→ WORK TO DO:
(a) Transcribe the part of the blog post starting with "10 thoughts on" and going on through "YES YES YES!!!".
(b) In the blog post, what date appears on Erin's comment?
(c) List every distinct word of two or more letters that appears entirely in capital letters in the blog post.

→ SUPPLIED PASSAGE:
....

Oh God – how much we all want that for our stories – for it NOT to be for harm but instead be for good.  And for not just one life to be saved because of our pain but for many lives to be saved.  Yes – that’s what we want!

Here’s to hoping that when you read this post – you are resting in God’s goodness – even if you feel like you are at the bottom of the food chain.  xo – Shelley

10 thoughts on “Truth for your day

  1. Erin

    August 13, 2018  |  06:11 am

    “Especially when I suffered consequences as if it were my fault.” – YES YES YES!!!

    “My heart aches for all the women out there that haven’t shared their stories with a single soul. That, my friends, is why I believe so much in these support groups. Because it’s a place where you can share your story and work toward being real, true and authentic.” – AGREED! I’m so thankful that I’m in one of those groups, Shelley! Those women have been my lifeline on more than one occasion! I’ve shared things with them I’ve not shared with anyone else and frankly, was scared to even admit to myself. I was met with understanding and love.

....

→ RECORDS:
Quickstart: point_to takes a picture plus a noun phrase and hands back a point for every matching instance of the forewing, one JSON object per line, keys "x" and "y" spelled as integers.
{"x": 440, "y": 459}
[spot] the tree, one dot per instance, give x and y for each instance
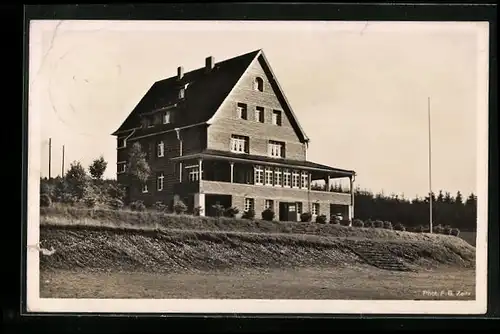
(458, 198)
(138, 167)
(98, 167)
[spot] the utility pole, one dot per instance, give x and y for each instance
(62, 167)
(430, 164)
(50, 156)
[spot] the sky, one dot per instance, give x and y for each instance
(360, 90)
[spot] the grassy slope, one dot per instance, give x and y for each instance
(153, 220)
(151, 242)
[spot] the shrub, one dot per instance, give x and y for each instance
(90, 201)
(447, 230)
(160, 207)
(180, 207)
(438, 229)
(115, 190)
(90, 196)
(197, 210)
(76, 179)
(357, 223)
(334, 219)
(137, 206)
(345, 222)
(219, 210)
(45, 200)
(46, 189)
(321, 219)
(115, 203)
(399, 227)
(305, 217)
(250, 214)
(268, 214)
(231, 212)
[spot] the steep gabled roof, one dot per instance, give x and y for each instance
(204, 94)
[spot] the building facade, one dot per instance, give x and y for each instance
(226, 134)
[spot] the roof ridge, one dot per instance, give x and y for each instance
(217, 63)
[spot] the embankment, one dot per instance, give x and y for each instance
(80, 244)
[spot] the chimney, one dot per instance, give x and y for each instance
(209, 63)
(180, 72)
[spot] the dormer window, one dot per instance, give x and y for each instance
(241, 109)
(258, 84)
(167, 119)
(146, 122)
(277, 117)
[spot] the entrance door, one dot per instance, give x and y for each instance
(288, 212)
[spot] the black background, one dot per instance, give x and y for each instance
(15, 319)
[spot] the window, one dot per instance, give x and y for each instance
(295, 179)
(258, 84)
(275, 149)
(193, 173)
(305, 180)
(299, 207)
(161, 149)
(241, 109)
(259, 175)
(315, 209)
(259, 114)
(159, 183)
(121, 143)
(122, 167)
(286, 178)
(277, 177)
(249, 205)
(269, 176)
(277, 117)
(150, 122)
(167, 119)
(181, 93)
(239, 144)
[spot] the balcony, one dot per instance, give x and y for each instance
(260, 179)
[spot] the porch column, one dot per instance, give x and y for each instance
(200, 171)
(351, 189)
(308, 191)
(199, 201)
(232, 171)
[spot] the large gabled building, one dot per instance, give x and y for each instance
(226, 134)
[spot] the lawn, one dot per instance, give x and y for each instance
(353, 282)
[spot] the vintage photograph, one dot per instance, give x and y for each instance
(260, 167)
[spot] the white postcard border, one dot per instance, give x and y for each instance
(37, 304)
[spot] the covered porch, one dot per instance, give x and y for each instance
(225, 173)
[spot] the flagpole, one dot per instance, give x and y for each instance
(430, 164)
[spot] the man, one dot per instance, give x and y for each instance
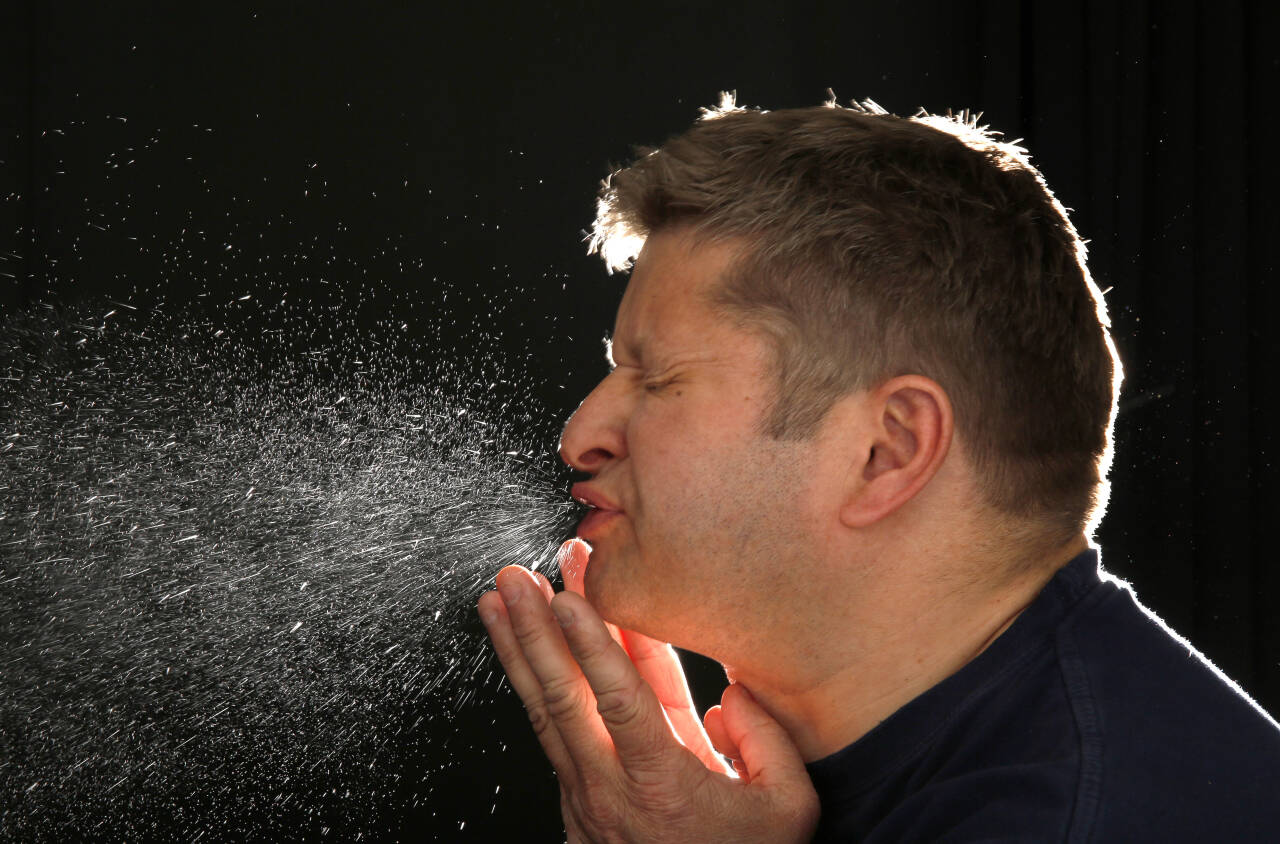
(853, 446)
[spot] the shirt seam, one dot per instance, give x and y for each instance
(1086, 714)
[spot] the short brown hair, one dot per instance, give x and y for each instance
(878, 246)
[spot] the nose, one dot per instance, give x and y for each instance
(595, 434)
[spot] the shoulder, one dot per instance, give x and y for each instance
(1170, 747)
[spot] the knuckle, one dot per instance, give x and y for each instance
(618, 705)
(562, 697)
(540, 719)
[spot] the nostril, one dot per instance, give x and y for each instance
(590, 460)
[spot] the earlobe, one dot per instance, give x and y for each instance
(912, 437)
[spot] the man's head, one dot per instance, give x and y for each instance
(839, 250)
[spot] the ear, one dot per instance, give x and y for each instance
(912, 428)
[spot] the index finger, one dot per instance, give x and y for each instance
(626, 703)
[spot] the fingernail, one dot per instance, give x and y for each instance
(510, 591)
(562, 614)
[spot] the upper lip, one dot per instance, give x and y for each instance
(592, 497)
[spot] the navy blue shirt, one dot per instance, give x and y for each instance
(1087, 720)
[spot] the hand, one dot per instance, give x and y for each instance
(621, 731)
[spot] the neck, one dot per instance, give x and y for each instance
(919, 634)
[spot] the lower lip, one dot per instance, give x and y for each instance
(594, 521)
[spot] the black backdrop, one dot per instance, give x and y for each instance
(470, 137)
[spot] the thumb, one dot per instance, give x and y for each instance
(767, 751)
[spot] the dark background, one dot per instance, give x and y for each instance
(458, 149)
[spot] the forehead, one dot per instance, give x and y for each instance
(668, 296)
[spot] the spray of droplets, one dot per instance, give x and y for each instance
(233, 568)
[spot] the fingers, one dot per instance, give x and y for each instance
(563, 696)
(718, 733)
(493, 614)
(571, 559)
(659, 666)
(767, 752)
(627, 706)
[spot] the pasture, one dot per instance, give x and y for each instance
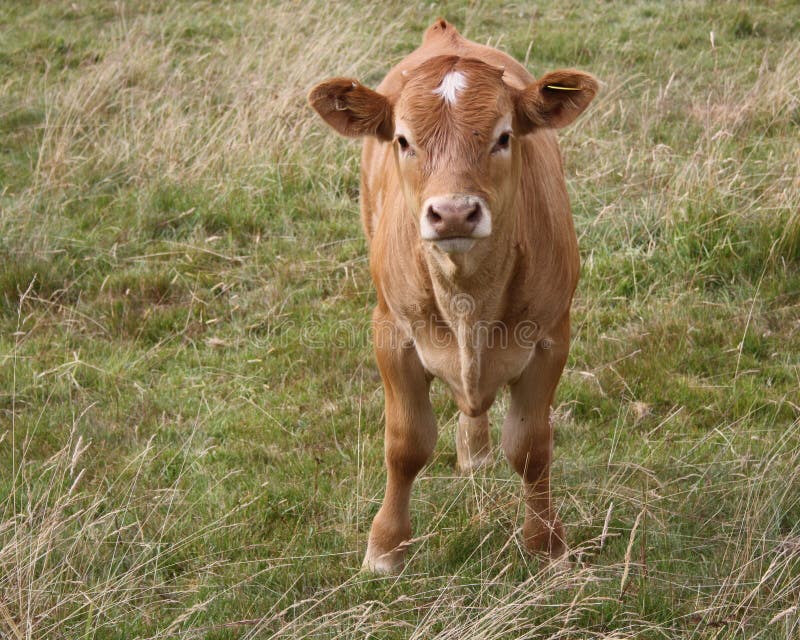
(190, 414)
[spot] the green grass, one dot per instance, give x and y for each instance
(190, 414)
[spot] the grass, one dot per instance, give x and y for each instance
(190, 415)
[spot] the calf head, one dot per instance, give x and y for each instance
(455, 127)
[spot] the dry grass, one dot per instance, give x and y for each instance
(183, 208)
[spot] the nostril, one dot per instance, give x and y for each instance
(433, 216)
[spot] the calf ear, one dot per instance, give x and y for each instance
(353, 109)
(555, 100)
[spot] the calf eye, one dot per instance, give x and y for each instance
(502, 142)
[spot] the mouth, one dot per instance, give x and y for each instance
(454, 245)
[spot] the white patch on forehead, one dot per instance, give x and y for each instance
(452, 83)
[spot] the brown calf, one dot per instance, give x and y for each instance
(474, 258)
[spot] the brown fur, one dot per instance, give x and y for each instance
(436, 312)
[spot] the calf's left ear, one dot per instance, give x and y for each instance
(353, 109)
(554, 100)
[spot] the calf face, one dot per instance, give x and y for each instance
(454, 127)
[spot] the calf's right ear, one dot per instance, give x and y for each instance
(353, 109)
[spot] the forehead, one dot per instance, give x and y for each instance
(450, 99)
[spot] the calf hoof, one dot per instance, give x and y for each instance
(384, 563)
(545, 538)
(388, 541)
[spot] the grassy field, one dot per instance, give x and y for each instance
(190, 414)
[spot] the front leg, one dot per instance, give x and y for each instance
(528, 440)
(409, 442)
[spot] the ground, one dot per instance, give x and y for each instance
(190, 413)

....

→ EXPECTED OUTPUTS:
(a)
10 thoughts on “Truth for your day

  1. Erin

    August 13, 2018  |  06:11 am

    “Especially when I suffered consequences as if it were my fault.” – YES YES YES!!!

(b) August 13, 2018

(c) NOT, YES, AGREED